* Problem requirements: Copy out every line of the data below word for word, leaving out the pictures.

(Object location annotation data)
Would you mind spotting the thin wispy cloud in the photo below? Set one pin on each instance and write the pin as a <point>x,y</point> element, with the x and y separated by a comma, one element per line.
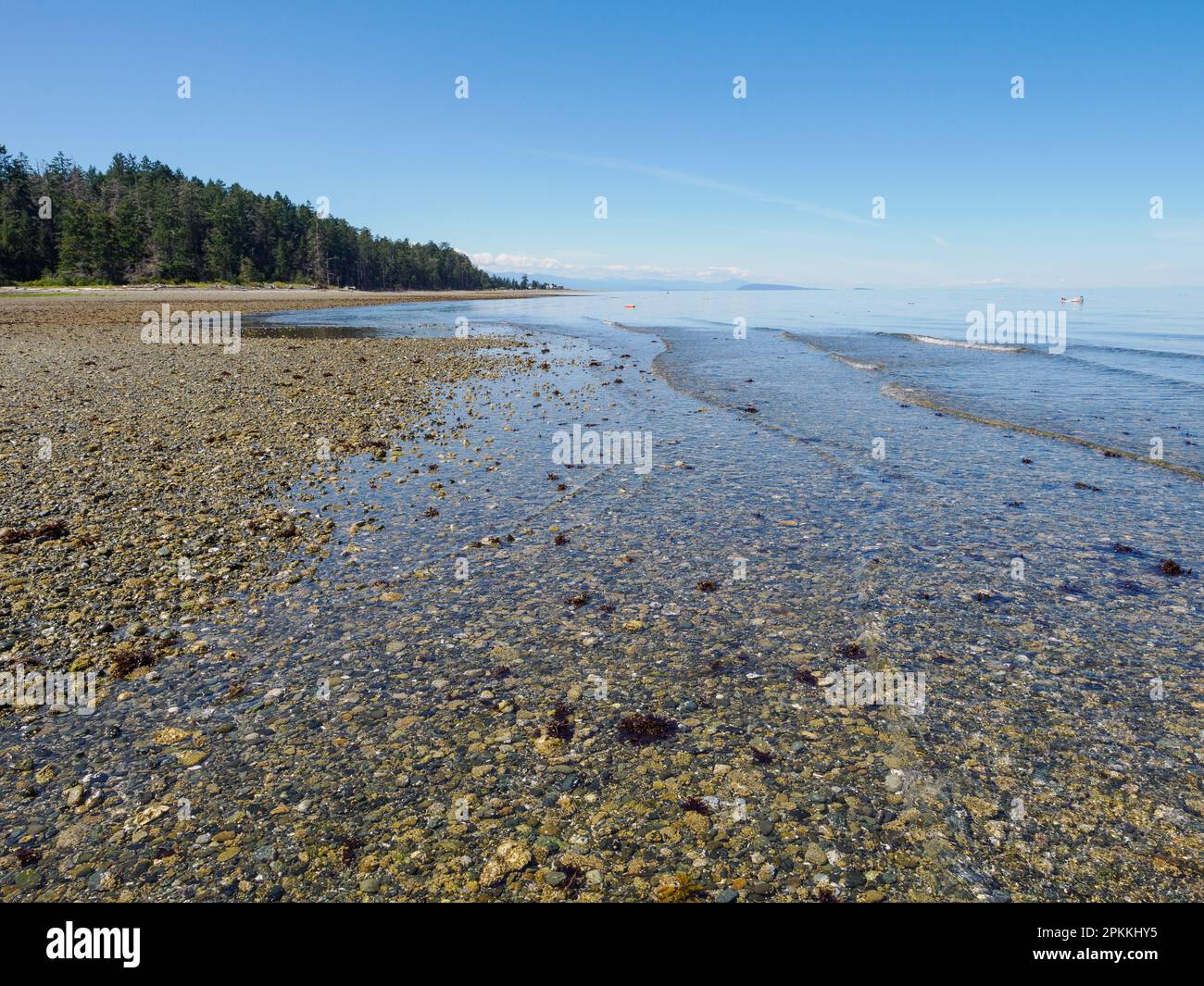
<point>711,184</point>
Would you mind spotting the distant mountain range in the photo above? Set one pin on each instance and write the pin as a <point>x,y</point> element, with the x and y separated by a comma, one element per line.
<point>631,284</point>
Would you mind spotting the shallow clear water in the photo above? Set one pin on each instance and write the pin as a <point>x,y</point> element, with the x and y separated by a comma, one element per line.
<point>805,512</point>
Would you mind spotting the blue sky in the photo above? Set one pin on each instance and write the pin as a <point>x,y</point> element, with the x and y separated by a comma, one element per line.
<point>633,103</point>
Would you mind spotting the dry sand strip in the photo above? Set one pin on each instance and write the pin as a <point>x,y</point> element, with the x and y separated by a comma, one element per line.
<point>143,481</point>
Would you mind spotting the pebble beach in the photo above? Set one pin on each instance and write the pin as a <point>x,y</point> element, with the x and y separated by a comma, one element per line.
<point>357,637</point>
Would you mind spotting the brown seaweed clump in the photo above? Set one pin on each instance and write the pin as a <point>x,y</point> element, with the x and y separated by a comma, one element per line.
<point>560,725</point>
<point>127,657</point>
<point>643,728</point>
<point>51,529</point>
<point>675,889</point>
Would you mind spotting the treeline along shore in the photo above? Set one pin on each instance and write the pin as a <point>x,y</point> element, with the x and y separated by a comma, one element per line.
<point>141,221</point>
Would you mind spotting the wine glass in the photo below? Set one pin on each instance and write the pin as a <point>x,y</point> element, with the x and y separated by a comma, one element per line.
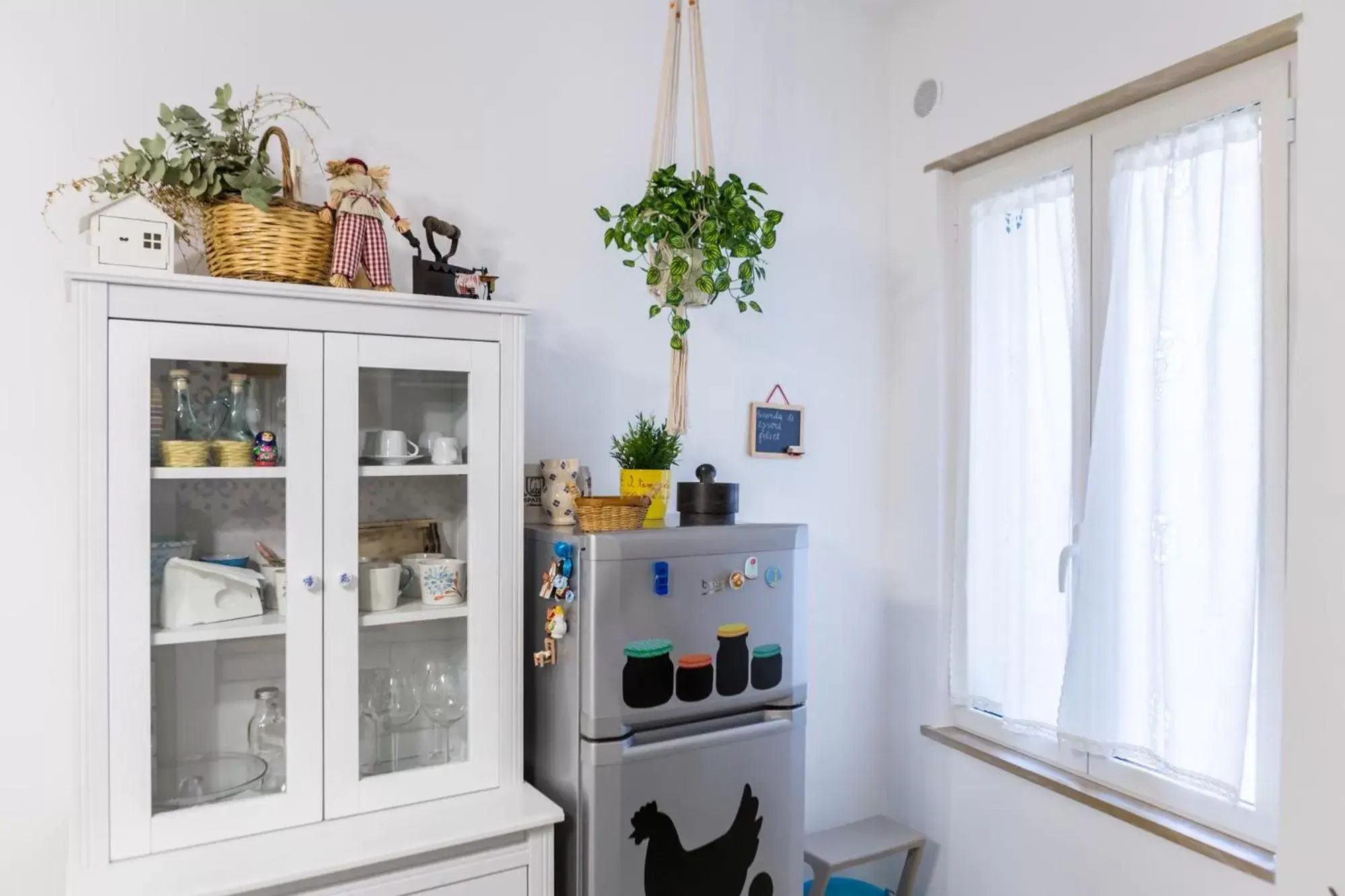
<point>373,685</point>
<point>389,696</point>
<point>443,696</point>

* Result below:
Would you mind spotting the thin wispy cloud in the photo below? Set one pin on each instance and write the pin as a <point>x,y</point> element, with the x and y separated by a comma, one element per line.
<point>711,184</point>
Would you mind spotting the distant mountain range in the photo above? Set one pin on each instance and write the pin as a <point>x,y</point> element, with the x and y separated by a comma, one element per line.
<point>631,284</point>
Would you mind spotting the shallow clear water in the photo above? Set one pin on each instance and write the pin as a <point>x,y</point> element, with the x and y separated by a comma, one element per line.
<point>805,512</point>
Would you mind spotting the blue sky in the photo above? Set one pin on each instance and write the pin as a <point>x,y</point> element, with the x and y separated by a comma, one element per line.
<point>633,103</point>
Would you mind spotting the dry sand strip in the photo above? Set one pin on each instance and write the pin as a <point>x,y</point> element, with the x and y separated by a comma, one element per line.
<point>143,481</point>
Would you mind spotting the pebble beach in the photo above? Set one pin on each instance and write the pin as a <point>x,y</point> element, with the x and y separated by a comma, one element per line.
<point>357,637</point>
Would you mind spotting the brown seaweed clump in the photo above? Set one pin on each instance and write the pin as a <point>x,y</point> element, with the x and y separated by a comma, one element per line.
<point>560,725</point>
<point>127,657</point>
<point>643,728</point>
<point>51,529</point>
<point>675,889</point>
Would you mind spotting the treeline along shore in the photo above? Set one pin on each instance and write the pin as a <point>x,y</point> element, with the x and y separated by a comma, one element per line.
<point>141,221</point>
Would you mind spotting the wine glass in the photo below? Set one pin on each instance and write the pin as a <point>x,y</point> element, with the x and y separated by a comma, one element per line.
<point>373,685</point>
<point>389,696</point>
<point>443,696</point>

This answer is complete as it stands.